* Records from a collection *

:::::

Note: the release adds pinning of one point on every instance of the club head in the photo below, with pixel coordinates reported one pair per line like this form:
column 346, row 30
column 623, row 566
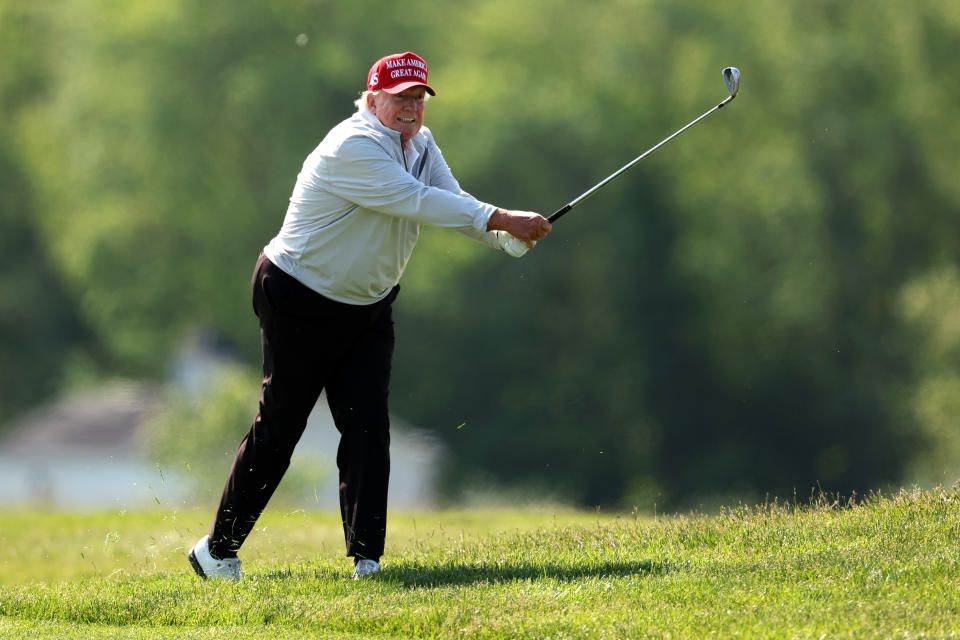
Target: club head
column 731, row 77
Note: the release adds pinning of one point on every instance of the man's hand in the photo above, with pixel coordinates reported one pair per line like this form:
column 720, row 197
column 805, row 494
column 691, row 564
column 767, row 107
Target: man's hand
column 526, row 226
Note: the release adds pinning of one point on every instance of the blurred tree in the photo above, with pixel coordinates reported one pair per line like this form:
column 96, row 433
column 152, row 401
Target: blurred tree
column 739, row 315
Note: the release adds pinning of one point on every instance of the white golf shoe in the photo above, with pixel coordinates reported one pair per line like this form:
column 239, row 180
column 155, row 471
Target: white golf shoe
column 209, row 567
column 365, row 568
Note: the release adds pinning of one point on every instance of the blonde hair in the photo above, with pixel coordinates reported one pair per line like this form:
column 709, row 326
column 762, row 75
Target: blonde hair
column 361, row 102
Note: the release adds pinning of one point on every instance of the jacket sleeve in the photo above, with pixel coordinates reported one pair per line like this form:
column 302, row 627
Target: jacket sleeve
column 442, row 177
column 363, row 173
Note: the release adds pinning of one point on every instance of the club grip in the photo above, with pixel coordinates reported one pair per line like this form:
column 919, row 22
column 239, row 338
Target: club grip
column 559, row 213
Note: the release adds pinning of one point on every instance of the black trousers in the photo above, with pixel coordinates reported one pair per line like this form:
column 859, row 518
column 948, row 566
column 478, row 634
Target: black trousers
column 311, row 343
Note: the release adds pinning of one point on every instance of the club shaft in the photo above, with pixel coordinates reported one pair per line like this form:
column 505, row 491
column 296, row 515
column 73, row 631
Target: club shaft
column 589, row 192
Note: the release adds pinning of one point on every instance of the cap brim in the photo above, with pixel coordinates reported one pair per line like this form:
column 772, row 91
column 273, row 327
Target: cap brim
column 403, row 86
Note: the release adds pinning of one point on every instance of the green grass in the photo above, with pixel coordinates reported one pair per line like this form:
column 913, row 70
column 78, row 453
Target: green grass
column 885, row 568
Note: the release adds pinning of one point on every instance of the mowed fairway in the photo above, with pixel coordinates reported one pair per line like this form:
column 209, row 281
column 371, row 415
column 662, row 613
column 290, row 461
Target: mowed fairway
column 886, row 568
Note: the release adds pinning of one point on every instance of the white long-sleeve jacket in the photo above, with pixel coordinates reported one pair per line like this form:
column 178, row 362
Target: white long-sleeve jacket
column 359, row 204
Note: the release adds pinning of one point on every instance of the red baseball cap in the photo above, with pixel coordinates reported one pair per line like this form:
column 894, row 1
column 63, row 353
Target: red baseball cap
column 399, row 72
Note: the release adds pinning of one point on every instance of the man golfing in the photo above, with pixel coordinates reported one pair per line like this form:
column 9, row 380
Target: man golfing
column 323, row 290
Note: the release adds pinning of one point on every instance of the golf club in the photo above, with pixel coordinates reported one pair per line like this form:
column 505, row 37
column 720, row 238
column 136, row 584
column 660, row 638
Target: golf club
column 731, row 77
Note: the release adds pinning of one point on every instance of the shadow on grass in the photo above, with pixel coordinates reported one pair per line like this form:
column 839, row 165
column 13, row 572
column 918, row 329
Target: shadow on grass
column 421, row 575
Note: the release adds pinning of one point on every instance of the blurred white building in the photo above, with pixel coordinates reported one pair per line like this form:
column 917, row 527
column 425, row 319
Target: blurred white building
column 82, row 451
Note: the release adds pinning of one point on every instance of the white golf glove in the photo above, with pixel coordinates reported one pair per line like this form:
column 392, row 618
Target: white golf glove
column 513, row 245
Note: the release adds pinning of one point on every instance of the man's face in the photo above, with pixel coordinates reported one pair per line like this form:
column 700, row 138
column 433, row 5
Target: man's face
column 402, row 112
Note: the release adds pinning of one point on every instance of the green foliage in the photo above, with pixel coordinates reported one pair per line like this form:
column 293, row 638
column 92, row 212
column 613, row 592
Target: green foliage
column 761, row 307
column 196, row 435
column 886, row 567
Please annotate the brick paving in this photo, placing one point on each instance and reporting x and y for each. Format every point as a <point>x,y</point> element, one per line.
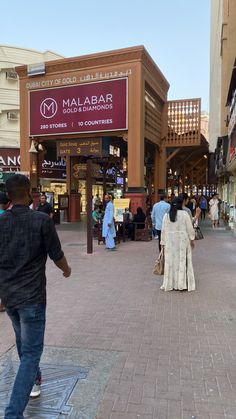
<point>177,350</point>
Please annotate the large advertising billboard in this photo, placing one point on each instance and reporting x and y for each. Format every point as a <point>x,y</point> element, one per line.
<point>90,107</point>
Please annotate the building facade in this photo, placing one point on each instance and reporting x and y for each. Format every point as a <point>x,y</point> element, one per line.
<point>222,117</point>
<point>10,57</point>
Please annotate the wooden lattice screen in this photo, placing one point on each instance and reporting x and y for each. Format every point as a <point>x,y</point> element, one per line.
<point>184,123</point>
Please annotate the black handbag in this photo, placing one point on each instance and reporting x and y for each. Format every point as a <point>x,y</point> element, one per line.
<point>198,233</point>
<point>160,263</point>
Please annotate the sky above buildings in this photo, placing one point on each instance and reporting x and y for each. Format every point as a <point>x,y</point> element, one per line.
<point>176,33</point>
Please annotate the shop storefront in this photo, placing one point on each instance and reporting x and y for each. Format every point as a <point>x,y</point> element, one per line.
<point>109,108</point>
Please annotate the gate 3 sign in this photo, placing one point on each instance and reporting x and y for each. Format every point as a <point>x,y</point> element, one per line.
<point>86,147</point>
<point>90,107</point>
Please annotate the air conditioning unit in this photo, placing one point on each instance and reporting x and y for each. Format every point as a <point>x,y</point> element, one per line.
<point>12,116</point>
<point>11,75</point>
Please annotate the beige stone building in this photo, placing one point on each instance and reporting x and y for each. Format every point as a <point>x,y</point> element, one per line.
<point>11,57</point>
<point>222,100</point>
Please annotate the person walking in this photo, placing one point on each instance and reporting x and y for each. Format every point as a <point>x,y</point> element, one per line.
<point>108,225</point>
<point>27,238</point>
<point>203,206</point>
<point>158,212</point>
<point>178,238</point>
<point>185,198</point>
<point>4,202</point>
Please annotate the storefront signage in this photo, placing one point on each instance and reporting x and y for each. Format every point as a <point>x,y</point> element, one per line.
<point>85,147</point>
<point>90,107</point>
<point>53,169</point>
<point>9,159</point>
<point>62,81</point>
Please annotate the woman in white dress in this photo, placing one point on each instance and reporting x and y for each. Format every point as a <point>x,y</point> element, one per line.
<point>177,237</point>
<point>214,210</point>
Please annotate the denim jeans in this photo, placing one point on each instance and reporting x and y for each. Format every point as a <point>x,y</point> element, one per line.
<point>29,326</point>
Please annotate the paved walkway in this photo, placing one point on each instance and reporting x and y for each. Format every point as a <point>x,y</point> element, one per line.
<point>176,350</point>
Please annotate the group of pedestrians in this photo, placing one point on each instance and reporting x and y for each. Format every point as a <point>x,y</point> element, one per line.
<point>28,237</point>
<point>174,226</point>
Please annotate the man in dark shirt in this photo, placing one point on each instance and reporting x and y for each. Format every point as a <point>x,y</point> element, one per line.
<point>44,206</point>
<point>27,238</point>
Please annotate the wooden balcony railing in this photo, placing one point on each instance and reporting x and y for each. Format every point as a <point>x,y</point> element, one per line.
<point>184,123</point>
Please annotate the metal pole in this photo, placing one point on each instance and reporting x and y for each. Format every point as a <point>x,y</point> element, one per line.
<point>89,207</point>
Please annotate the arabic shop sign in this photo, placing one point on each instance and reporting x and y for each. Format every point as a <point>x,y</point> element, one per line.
<point>90,77</point>
<point>89,107</point>
<point>9,159</point>
<point>87,147</point>
<point>53,169</point>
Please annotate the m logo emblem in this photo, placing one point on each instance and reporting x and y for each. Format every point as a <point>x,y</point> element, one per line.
<point>48,108</point>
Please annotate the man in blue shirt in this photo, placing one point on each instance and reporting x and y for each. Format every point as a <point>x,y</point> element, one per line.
<point>158,211</point>
<point>27,238</point>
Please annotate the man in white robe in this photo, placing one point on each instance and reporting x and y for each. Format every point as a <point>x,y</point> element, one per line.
<point>178,238</point>
<point>108,225</point>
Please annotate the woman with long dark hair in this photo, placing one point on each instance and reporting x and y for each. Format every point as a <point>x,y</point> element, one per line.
<point>177,237</point>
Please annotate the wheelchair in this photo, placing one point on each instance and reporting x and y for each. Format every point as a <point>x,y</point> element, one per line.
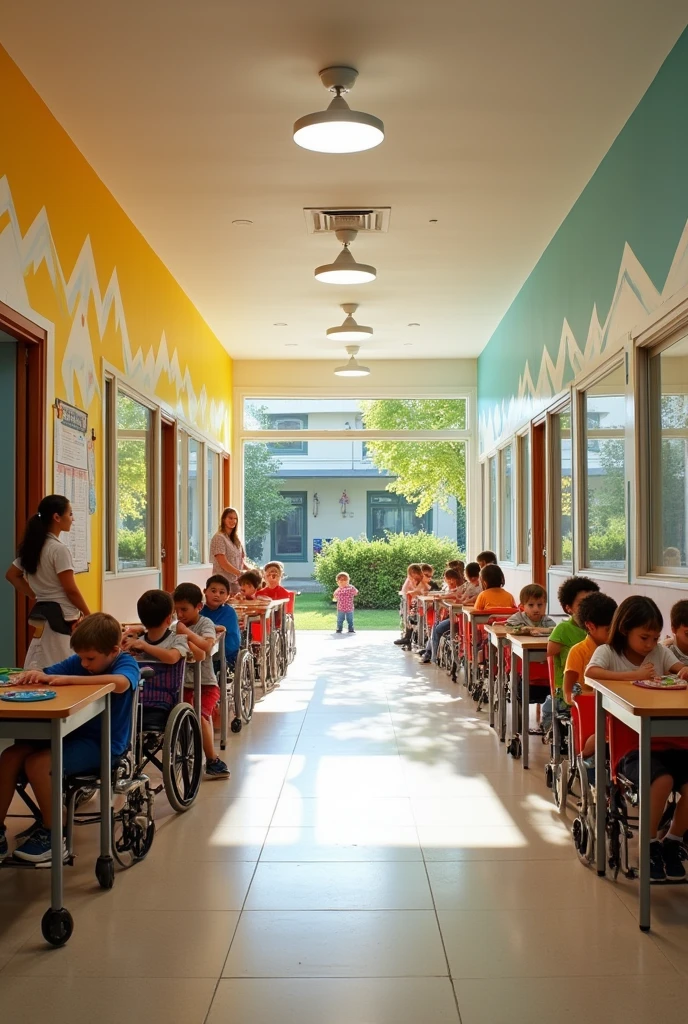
<point>170,734</point>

:::::

* TO DO *
Within the data above, the lines from the one with "column 478, row 634" to the one with "the cap brim" must be repeated exactly; no other line belongs in the answer.

* REPLY *
column 478, row 634
Target: black trousers
column 311, row 343
Note: the release adds pinning of one point on every instance of the club shaft in the photo above, with pixel coordinates reported one pair per line like this form:
column 505, row 491
column 296, row 515
column 73, row 631
Target: club shaft
column 589, row 192
Note: the release adds pinning of one point on every instance of the cap brim in the photo above, with pixel coordinates reported one pair per line like this form:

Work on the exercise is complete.